--- Trecho fornecido ---

A UFBA realizou em 2013 o Seminário Nacional Derivas e Memória Contemporânea da Pixação, em que Scank participou da mesa “Pixação e o direito à cidade”, com a professora Roca Alencar, do Departamento de Antropologia e Etnologia. O jovem se tornou um interlocutor das pesquisas realizadas pela professora e participava da disciplina de Antropologia Urbana, na temática de intervenções transgressoras na cidade, em que ele era convidado a falar sobre arte de rua e apresentar seu pixo.

Segundo Roca, Scank desenvolveu uma base própria e sabia todos os tipos de caligrafia. “A tag que é a assinatura, o tribalizado que é o alfabeto, dominava desde as primeiras letras da pichação baiana da década de 1990 até o que eles chamam de ‘new school e old school’.”, explica. Para a professora, que também chegou a ser sogra de Scank, o jovem era um “pichador completo”. “Ele dominava tanto o letrado tribalizado quanto o de bomb e falava muito de criar o grarisco, que era a junção entre grafite e o pixo. Ele tinha essa criatividade e capacidade de reinventar”, acrescenta.

--- Dados coletados ---

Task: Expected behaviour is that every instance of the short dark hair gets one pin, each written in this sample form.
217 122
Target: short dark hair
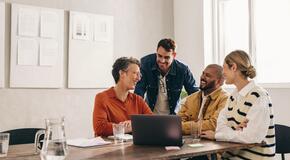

---

[Requisitos do exercício]
Redigite sem nenhuma alteração, no texto sobre Scank, o trecho que vai de "A UFBA realizou" até "apresentar seu pixo.". A listagem não tem nenhum papel nesta atividade.

[Tarefa concluída]
A UFBA realizou em 2013 o Seminário Nacional Derivas e Memória Contemporânea da Pixação, em que Scank participou da mesa “Pixação e o direito à cidade”, com a professora Roca Alencar, do Departamento de Antropologia e Etnologia. O jovem se tornou um interlocutor das pesquisas realizadas pela professora e participava da disciplina de Antropologia Urbana, na temática de intervenções transgressoras na cidade, em que ele era convidado a falar sobre arte de rua e apresentar seu pixo.